BEGIN Dataset records

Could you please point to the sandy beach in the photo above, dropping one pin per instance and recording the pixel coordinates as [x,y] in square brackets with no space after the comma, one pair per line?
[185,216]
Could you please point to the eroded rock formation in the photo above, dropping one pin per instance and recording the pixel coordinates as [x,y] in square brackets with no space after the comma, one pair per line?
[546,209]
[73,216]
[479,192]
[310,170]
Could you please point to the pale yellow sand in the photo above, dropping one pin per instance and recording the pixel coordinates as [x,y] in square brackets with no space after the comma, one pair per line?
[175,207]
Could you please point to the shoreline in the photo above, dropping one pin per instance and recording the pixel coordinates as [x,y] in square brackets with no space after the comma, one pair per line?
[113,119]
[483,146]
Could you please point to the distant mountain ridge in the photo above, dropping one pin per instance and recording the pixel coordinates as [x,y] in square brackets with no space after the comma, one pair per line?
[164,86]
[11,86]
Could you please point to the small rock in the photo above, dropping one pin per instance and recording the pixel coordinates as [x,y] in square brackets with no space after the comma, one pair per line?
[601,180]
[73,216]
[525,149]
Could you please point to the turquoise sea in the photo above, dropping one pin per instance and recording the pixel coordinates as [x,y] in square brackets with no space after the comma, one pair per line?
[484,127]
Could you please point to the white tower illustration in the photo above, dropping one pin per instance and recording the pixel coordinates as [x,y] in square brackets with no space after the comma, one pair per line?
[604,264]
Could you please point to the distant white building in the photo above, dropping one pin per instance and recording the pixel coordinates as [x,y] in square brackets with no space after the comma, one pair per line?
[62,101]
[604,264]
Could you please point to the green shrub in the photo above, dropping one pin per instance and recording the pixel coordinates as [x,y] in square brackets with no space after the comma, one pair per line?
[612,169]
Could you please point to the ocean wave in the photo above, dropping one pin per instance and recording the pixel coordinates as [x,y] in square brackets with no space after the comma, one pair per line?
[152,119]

END Dataset records

Each line above must be printed exactly as it appears.

Could you please point to the sandy beach in the photo above, dropping one pin per instance and recording the pixel coordinates as [x,y] in square brackets with no space after the comma, one pair per line?
[185,216]
Could you please point to the eroded rock formation in the photo above, dropping one pin per instance and recording the pixel coordinates as [x,y] in square brackets with no space after the comma, one pair per line?
[546,209]
[73,216]
[479,192]
[310,170]
Could you please point to the pale yellow sand in the photo above, dropping one pin per instance and recording the pixel coordinates as [x,y] in square brackets with no space after the comma, one pair per line?
[175,207]
Could you please point to the shoreline in the photo above, dropping one pin per instance and recording the pixel coordinates as [x,y] in square brackets with no space after the comma, one pair per line?
[113,119]
[483,146]
Could you please point to the distant mountain ridge in the photo above, dropping one pin per instance and recording the pixel coordinates as [x,y] in square brackets with no space after the comma, one pair per line?
[164,86]
[11,86]
Could you please point to the small rock in the photo above, dropping one pin per instance and recording the pixel coordinates as [x,y] in square brackets with no space after the comma, one pair per line?
[601,180]
[73,216]
[525,149]
Could you please point to the turquoise sea in the photo above, dropping one pin per instance and recording the pixel coordinates as [x,y] in square brackets with no space after the comma, one pair per line?
[484,127]
Could you please point to the white tower illustration in the photo above, dropping one pin per instance and recording the pixel coordinates as [x,y] in square brackets with no space after the comma, one pair per line?
[604,264]
Could you please point to the distant white building in the photo above, dropping one pin per instance and recording the pixel coordinates as [x,y] in square brackets with no space after the comma, one pair per line?
[62,101]
[604,264]
Could you please point to the green shrub in the photo above, dropping one pin per instance and recording the pixel coordinates as [x,y] in square brackets with no space after the comma, one pair per line?
[612,169]
Could you please point to the ocean wave in the photo above, dropping one pin per instance and recording the pixel coordinates as [x,y] in square brackets with no space after the comma, one pair per line?
[152,119]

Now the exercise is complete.